__EXERCISE AIM__
Your answer must consist solely of the lines from the one containing "Target: bnsf locomotive" through the last line of the records below, reproduced exactly, with all pictures omitted.

[Point localization data]
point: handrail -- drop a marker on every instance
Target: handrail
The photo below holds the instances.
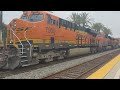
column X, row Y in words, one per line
column 18, row 39
column 28, row 42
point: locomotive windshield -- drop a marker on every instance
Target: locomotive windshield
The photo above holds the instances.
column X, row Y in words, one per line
column 36, row 17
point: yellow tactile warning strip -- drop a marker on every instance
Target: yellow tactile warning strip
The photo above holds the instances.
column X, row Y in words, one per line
column 100, row 74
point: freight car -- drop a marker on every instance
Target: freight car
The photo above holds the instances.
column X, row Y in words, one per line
column 40, row 36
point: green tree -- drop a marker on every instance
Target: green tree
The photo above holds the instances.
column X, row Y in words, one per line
column 107, row 31
column 97, row 27
column 85, row 19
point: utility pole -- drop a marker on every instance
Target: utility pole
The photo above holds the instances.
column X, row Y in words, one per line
column 1, row 17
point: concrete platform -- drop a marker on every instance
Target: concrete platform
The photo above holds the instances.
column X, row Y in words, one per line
column 111, row 70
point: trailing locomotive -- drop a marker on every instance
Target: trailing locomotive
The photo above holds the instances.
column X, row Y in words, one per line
column 40, row 36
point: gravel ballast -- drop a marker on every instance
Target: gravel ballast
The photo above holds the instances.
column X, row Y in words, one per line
column 46, row 71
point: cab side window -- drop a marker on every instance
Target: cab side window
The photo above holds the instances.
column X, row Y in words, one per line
column 36, row 17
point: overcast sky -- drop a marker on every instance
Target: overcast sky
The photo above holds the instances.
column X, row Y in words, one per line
column 110, row 19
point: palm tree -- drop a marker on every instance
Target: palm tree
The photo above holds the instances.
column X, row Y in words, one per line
column 107, row 31
column 85, row 19
column 97, row 27
column 3, row 29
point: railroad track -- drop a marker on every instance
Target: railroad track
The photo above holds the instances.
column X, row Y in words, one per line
column 7, row 73
column 83, row 70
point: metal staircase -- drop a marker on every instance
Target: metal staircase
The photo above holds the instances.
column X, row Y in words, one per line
column 24, row 56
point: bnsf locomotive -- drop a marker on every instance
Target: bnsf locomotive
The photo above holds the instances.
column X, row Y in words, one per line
column 40, row 36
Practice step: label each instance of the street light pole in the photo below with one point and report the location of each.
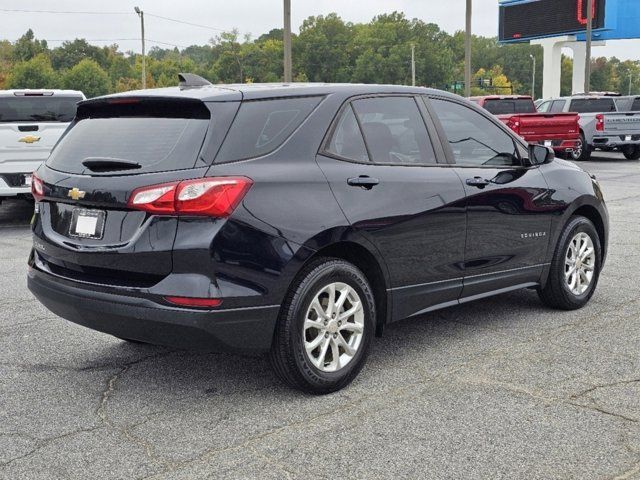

__WORKED SOLUTION__
Target: bnsf locomotive
The photo above holds the instances.
column X, row Y in words, one per line
column 40, row 36
Practice step: label each instance of the street light pole in the photo below with one point and report the location of each.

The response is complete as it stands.